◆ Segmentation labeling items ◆
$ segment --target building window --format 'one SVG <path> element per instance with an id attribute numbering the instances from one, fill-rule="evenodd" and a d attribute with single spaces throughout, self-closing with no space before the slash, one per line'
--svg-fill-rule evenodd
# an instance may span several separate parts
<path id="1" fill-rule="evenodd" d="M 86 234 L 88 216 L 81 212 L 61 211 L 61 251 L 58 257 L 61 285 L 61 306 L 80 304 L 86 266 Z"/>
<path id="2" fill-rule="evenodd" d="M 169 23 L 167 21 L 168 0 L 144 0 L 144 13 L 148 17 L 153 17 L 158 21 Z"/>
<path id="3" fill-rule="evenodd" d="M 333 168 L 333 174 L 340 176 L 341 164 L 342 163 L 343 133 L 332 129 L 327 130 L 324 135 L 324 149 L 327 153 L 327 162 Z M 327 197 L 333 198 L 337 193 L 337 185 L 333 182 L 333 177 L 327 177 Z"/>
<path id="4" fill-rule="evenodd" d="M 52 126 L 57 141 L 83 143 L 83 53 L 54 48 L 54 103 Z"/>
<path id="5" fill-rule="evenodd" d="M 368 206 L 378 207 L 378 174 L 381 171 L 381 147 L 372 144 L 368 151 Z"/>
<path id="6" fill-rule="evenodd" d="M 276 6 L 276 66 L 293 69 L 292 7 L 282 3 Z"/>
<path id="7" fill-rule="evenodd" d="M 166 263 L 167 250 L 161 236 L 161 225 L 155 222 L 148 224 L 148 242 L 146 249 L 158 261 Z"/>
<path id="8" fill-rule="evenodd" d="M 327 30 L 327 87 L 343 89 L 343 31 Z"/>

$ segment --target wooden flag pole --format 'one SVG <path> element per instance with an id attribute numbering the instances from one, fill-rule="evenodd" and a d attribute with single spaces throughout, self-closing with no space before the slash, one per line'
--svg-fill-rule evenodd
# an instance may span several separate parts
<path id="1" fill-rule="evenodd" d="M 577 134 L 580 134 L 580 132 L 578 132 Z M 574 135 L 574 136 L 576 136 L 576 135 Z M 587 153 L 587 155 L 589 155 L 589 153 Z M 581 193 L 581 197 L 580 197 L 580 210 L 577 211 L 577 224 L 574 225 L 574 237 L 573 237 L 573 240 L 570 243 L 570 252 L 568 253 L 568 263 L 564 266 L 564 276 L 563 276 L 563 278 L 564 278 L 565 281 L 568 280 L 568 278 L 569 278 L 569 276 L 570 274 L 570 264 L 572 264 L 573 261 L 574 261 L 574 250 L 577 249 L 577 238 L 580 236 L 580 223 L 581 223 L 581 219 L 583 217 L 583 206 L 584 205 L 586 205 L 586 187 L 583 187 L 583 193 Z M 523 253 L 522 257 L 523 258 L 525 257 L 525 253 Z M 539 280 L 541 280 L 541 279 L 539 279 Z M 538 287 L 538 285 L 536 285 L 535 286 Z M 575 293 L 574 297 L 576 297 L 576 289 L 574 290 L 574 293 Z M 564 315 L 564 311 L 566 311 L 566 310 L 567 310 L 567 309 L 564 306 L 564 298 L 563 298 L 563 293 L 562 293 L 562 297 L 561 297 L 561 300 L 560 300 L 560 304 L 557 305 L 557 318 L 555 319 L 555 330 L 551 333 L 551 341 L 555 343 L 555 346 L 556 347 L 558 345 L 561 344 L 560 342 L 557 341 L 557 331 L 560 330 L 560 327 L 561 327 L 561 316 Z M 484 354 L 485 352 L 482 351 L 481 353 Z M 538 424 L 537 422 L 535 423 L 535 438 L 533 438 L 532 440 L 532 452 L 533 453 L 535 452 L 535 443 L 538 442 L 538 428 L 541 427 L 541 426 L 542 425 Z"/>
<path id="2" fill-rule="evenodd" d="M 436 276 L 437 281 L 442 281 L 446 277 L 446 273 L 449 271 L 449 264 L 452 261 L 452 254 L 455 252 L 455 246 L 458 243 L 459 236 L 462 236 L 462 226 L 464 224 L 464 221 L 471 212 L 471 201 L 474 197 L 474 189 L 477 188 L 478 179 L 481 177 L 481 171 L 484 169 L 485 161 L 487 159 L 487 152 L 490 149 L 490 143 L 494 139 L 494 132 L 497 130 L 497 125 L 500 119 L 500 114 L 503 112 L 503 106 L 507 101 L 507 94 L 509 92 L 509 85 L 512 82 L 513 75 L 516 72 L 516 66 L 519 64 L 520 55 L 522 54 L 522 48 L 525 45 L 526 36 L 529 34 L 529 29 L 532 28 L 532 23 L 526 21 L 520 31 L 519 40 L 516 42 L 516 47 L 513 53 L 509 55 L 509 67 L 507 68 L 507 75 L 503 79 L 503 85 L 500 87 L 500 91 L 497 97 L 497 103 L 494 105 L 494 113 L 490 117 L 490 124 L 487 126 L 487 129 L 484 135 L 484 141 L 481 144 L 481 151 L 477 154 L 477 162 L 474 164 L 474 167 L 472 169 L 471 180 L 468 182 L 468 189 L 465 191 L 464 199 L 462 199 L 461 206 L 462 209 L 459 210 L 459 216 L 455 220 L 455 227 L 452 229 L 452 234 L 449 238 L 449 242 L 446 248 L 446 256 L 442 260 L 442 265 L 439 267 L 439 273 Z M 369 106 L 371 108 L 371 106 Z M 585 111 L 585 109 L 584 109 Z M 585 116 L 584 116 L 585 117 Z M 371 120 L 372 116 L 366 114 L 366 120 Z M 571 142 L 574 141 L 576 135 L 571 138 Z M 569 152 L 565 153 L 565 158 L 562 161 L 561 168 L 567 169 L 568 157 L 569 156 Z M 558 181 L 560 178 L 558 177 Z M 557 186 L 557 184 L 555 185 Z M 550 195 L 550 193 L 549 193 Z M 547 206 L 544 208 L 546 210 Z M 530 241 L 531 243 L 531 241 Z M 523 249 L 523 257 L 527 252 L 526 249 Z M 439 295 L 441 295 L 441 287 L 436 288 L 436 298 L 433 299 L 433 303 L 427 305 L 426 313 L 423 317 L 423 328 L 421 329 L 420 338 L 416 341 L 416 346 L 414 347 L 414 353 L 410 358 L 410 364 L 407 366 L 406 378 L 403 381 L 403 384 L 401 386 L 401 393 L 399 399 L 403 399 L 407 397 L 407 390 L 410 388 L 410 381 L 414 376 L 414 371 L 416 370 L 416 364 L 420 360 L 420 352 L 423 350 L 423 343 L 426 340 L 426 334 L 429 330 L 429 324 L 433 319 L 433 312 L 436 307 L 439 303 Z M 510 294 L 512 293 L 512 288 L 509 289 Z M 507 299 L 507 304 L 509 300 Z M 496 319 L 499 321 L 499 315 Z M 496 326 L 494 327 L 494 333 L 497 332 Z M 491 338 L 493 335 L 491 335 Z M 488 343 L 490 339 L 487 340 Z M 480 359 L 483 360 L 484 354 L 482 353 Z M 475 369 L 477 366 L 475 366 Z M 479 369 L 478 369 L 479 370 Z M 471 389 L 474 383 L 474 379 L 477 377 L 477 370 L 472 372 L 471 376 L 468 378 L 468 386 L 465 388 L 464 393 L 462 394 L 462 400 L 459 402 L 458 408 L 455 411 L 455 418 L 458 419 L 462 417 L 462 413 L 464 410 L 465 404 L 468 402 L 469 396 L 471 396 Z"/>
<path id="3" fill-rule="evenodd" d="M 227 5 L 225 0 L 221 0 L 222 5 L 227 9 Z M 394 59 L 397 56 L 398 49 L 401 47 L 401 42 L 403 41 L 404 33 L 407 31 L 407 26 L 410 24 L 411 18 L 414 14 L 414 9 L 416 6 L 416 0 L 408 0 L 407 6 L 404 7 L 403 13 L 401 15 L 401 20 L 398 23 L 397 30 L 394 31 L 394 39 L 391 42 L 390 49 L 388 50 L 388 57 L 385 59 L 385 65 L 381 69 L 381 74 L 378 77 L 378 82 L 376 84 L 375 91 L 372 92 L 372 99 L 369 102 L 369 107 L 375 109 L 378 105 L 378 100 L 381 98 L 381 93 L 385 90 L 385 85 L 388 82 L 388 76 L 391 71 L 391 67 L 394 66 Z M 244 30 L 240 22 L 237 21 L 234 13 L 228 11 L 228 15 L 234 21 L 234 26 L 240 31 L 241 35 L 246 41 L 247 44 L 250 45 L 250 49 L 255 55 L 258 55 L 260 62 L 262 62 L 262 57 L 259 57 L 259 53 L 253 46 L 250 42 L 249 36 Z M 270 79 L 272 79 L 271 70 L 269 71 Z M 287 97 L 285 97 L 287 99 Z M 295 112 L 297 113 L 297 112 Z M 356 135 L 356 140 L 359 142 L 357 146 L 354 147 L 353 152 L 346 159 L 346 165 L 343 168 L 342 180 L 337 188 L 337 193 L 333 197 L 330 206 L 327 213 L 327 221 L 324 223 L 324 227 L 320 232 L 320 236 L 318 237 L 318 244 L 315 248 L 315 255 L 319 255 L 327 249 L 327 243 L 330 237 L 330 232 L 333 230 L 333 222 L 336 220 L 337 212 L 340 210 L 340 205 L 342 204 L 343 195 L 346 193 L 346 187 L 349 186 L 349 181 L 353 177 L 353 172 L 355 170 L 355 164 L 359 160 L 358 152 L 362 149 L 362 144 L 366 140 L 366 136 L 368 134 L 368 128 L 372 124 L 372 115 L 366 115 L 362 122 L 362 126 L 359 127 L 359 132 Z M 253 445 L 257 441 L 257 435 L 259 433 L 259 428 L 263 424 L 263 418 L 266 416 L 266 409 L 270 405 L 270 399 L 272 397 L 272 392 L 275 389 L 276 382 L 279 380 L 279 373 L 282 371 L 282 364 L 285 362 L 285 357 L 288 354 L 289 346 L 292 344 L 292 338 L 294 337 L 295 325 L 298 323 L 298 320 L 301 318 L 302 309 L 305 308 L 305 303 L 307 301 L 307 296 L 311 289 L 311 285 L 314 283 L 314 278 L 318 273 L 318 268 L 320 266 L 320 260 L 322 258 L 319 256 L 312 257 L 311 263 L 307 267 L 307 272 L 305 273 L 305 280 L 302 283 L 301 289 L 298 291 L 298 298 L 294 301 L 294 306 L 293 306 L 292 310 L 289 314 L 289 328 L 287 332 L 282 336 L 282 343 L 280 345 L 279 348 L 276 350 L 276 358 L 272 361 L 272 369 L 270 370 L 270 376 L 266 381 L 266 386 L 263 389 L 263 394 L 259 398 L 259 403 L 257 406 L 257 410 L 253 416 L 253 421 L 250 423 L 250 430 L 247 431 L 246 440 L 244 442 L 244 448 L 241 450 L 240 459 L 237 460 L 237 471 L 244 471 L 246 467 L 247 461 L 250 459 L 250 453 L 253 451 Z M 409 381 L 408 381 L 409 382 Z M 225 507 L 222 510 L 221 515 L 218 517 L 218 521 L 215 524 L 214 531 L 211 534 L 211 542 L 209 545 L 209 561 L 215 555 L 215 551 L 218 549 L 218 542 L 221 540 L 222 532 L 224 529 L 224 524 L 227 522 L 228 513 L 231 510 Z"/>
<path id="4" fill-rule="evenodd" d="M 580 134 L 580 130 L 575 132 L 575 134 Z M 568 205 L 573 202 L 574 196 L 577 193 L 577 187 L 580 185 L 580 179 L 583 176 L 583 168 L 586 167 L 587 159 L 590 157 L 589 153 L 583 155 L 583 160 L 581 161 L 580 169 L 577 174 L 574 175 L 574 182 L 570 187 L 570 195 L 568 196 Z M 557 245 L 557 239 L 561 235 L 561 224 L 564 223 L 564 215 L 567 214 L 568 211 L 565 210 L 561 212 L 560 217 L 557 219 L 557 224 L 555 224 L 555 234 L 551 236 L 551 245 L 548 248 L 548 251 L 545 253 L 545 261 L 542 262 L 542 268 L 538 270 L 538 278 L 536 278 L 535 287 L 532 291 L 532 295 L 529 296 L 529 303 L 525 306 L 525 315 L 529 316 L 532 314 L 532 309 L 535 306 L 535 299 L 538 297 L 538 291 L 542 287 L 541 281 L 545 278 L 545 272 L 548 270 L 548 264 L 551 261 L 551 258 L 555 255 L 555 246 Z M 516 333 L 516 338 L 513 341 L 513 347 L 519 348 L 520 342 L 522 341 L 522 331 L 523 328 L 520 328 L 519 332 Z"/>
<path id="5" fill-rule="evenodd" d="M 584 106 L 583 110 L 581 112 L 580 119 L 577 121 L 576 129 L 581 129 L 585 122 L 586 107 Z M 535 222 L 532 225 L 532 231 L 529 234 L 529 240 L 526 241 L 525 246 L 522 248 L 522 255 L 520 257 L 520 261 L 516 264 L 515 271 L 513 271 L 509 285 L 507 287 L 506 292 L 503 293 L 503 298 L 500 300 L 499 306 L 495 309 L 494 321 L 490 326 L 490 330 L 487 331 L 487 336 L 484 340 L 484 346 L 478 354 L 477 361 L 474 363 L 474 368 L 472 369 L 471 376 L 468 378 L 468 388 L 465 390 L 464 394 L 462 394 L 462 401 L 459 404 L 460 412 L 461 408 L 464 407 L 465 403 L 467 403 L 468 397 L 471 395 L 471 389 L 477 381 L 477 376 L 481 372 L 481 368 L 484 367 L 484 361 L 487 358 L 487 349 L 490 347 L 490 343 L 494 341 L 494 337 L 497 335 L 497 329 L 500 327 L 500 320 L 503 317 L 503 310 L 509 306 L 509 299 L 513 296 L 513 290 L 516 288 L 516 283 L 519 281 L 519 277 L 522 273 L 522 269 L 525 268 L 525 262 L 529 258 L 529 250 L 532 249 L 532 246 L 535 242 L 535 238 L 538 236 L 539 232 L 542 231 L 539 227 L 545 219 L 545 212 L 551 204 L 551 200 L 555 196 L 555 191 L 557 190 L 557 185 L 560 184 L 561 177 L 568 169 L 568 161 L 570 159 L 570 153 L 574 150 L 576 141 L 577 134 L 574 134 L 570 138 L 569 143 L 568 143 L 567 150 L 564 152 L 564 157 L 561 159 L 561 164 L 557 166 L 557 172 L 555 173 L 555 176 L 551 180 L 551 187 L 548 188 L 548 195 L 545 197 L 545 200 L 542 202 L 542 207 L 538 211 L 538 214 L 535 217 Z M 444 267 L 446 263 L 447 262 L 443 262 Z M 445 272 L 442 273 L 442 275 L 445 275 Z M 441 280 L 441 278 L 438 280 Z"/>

◆ WRITTEN INSTRUCTION ◆
Repeat the records word for word, from the first line through the line that contains "327 30 L 327", with that line included.

◆ SOLVED EXERCISE ◆
$ segment --target building window --format 'one SVG <path> element per instance with an id attribute numbering the instances from one, fill-rule="evenodd" and a d attribute with single spaces throughout, self-closing with no space before the slash, one per line'
--svg-fill-rule evenodd
# an instance may span several separate parts
<path id="1" fill-rule="evenodd" d="M 86 234 L 88 216 L 81 212 L 61 211 L 61 251 L 58 257 L 61 285 L 61 306 L 80 304 L 86 266 Z"/>
<path id="2" fill-rule="evenodd" d="M 169 23 L 167 21 L 168 0 L 144 0 L 144 13 L 148 17 L 153 17 L 158 21 Z"/>
<path id="3" fill-rule="evenodd" d="M 333 168 L 333 174 L 340 176 L 341 164 L 342 163 L 343 133 L 332 129 L 327 130 L 324 135 L 324 149 L 327 153 L 327 162 Z M 327 197 L 333 198 L 337 193 L 337 185 L 333 182 L 333 177 L 327 177 Z"/>
<path id="4" fill-rule="evenodd" d="M 52 126 L 57 141 L 83 143 L 83 53 L 54 48 L 54 103 Z"/>
<path id="5" fill-rule="evenodd" d="M 368 206 L 378 207 L 378 174 L 381 171 L 381 147 L 372 144 L 368 151 Z"/>
<path id="6" fill-rule="evenodd" d="M 276 6 L 276 66 L 293 69 L 292 7 L 282 3 Z"/>
<path id="7" fill-rule="evenodd" d="M 166 263 L 167 250 L 161 236 L 161 225 L 155 222 L 148 224 L 148 242 L 146 249 L 158 261 Z"/>
<path id="8" fill-rule="evenodd" d="M 327 30 L 327 87 L 343 89 L 343 31 Z"/>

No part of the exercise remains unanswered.